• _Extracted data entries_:
★ ★ ★ ★ ★

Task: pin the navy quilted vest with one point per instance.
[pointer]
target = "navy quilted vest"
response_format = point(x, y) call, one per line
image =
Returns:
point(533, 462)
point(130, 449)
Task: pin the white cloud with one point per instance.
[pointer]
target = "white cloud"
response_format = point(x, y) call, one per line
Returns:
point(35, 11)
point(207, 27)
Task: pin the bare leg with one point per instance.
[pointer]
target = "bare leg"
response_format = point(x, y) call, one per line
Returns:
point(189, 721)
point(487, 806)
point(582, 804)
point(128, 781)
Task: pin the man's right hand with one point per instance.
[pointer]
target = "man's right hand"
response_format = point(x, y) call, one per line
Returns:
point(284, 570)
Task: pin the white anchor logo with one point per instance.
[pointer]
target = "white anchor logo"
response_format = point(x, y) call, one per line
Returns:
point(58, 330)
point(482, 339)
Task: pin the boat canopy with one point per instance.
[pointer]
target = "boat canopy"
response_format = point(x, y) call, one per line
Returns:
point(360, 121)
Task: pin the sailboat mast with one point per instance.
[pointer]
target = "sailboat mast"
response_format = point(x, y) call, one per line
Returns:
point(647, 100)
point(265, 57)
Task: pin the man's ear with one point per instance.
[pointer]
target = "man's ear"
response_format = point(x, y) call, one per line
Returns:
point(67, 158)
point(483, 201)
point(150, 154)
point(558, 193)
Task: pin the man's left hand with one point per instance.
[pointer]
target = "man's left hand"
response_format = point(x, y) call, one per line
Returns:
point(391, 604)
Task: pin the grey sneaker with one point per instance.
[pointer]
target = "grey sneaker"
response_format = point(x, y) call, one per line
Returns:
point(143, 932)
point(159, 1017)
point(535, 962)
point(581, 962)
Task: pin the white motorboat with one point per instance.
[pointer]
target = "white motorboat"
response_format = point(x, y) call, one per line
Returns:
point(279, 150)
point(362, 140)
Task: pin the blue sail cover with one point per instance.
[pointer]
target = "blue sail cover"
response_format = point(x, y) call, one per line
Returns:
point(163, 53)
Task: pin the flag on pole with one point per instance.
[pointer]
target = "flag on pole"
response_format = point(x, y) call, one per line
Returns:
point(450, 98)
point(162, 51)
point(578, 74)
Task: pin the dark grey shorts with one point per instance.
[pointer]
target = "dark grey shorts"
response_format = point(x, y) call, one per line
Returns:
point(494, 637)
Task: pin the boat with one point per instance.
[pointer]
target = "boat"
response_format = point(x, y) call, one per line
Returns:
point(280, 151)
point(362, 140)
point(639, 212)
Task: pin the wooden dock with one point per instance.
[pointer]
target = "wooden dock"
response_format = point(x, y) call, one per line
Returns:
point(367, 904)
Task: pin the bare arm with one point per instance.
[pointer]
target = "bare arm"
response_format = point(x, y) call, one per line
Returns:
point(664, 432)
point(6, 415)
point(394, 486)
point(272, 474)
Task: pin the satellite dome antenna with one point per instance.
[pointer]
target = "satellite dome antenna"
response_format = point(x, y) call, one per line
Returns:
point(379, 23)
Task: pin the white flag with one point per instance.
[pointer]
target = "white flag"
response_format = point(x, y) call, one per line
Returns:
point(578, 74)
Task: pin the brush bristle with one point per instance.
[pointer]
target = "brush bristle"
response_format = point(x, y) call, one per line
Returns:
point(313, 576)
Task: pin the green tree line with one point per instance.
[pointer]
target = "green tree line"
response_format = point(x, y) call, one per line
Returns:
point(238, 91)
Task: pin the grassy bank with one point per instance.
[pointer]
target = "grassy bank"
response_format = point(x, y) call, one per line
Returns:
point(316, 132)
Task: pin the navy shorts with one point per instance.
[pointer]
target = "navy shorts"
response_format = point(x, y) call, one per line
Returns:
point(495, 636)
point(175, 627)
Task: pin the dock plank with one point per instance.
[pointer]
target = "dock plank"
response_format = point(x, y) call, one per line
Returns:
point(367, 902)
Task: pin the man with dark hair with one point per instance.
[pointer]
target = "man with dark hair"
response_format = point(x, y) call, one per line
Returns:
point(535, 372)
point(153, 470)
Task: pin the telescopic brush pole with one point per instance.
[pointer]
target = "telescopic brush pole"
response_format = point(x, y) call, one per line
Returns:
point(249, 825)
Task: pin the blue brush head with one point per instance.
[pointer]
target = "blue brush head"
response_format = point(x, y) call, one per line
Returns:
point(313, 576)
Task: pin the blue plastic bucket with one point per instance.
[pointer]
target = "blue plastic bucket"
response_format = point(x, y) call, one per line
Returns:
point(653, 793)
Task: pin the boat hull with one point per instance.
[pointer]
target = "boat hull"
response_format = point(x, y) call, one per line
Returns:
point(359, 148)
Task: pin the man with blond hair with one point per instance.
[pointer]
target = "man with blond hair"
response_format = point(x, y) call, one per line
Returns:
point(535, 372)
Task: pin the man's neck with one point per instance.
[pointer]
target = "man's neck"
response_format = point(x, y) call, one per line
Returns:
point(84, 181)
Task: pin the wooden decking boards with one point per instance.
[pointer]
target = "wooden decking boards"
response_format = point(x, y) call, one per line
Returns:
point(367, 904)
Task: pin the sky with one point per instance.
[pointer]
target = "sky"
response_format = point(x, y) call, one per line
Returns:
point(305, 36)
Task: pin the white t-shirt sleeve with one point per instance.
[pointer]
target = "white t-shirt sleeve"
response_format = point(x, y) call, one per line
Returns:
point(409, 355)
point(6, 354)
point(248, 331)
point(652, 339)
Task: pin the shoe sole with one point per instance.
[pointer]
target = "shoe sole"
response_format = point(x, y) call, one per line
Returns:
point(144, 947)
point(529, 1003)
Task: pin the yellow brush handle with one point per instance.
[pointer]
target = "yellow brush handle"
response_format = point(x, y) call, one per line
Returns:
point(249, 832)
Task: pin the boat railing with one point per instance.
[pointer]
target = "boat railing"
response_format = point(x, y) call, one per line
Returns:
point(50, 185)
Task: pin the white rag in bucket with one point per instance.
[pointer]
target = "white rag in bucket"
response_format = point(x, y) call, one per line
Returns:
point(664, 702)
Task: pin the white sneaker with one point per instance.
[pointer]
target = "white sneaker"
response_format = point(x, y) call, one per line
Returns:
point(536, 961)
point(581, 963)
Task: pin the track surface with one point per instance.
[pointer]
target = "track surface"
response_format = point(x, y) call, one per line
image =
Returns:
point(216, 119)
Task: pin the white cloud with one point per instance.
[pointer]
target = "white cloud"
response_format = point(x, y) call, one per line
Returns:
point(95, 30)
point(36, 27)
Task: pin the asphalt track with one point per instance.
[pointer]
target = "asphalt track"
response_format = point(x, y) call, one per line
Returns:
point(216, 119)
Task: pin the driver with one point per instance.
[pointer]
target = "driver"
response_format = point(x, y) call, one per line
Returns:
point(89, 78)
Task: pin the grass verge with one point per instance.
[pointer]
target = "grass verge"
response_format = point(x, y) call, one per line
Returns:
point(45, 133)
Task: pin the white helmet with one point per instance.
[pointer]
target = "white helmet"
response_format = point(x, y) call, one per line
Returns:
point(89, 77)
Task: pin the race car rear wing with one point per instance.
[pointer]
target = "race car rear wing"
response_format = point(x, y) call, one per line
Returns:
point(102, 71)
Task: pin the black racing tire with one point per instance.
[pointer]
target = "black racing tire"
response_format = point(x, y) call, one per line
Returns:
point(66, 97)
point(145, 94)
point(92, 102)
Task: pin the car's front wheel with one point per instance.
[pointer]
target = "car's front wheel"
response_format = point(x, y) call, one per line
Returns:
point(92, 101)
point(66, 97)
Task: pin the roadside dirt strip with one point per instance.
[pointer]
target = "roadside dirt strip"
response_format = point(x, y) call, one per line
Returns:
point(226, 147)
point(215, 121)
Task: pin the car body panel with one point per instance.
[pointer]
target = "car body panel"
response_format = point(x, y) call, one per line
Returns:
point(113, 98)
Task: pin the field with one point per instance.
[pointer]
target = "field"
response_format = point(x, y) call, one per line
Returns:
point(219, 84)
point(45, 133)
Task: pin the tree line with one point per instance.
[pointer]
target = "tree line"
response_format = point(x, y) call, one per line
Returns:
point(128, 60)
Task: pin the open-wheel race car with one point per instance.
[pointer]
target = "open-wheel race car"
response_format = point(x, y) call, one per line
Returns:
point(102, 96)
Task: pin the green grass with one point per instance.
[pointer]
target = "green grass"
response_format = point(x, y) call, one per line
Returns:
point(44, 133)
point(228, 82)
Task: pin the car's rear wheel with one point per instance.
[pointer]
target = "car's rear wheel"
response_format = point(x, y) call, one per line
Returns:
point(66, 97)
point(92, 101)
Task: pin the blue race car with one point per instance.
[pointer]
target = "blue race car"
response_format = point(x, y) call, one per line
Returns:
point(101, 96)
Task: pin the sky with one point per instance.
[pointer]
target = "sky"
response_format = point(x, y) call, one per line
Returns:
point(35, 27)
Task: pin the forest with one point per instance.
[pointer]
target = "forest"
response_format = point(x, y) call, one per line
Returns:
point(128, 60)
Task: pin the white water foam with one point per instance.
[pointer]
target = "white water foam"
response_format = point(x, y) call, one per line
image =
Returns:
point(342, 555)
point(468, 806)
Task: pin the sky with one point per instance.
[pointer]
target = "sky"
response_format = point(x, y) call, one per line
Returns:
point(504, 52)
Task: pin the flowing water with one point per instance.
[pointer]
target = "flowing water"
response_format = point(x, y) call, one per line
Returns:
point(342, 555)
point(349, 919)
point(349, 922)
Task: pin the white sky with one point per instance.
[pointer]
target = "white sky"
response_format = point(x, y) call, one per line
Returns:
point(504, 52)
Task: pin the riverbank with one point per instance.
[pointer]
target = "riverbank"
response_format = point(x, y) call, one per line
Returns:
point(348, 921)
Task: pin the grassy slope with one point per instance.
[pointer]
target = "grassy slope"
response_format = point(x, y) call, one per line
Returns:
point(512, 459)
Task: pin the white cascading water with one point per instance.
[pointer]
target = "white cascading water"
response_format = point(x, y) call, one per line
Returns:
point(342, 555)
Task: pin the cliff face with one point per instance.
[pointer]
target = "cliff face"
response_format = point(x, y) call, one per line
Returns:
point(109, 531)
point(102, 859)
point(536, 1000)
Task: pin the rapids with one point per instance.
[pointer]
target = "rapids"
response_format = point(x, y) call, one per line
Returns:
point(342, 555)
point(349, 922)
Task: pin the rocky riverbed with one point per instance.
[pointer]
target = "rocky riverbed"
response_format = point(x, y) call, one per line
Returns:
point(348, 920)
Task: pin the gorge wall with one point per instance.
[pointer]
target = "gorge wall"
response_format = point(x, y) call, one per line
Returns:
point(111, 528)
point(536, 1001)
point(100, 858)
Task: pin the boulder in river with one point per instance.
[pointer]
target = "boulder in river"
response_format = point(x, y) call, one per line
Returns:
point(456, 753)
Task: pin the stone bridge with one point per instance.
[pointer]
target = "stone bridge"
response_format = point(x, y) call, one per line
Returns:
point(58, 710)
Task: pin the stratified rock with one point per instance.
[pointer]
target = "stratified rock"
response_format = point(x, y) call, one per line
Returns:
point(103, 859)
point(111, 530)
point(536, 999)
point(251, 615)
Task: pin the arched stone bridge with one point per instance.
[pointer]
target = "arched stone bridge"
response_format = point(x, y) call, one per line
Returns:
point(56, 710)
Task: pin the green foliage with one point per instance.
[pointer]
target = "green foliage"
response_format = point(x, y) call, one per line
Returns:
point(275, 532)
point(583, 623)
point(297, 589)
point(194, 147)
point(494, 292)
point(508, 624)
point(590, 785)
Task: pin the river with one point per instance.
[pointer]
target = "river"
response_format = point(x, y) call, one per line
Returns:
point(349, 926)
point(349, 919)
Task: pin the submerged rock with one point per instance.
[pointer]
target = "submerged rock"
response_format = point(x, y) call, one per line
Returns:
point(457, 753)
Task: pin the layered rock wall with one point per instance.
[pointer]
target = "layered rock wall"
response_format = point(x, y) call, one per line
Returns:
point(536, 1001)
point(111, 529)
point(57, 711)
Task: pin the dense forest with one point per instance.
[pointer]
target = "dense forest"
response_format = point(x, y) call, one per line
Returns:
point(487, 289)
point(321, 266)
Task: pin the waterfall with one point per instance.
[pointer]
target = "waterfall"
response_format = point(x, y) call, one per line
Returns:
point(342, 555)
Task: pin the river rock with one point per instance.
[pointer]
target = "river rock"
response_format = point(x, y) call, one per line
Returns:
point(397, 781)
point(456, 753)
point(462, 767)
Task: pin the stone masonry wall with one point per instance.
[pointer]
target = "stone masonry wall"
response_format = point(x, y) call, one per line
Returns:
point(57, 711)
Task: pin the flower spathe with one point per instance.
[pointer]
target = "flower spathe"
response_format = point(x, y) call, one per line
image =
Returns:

★ ★ ★ ★ ★

• _What you have to do_:
Scan the data above; copy every line where "dark" appears.

• _Answer for this exercise_:
Task: pin the dark grey shorts with one point per instance.
target = "dark grey shorts"
Task: pin the man with dark hair with one point per instance.
target = "man with dark hair"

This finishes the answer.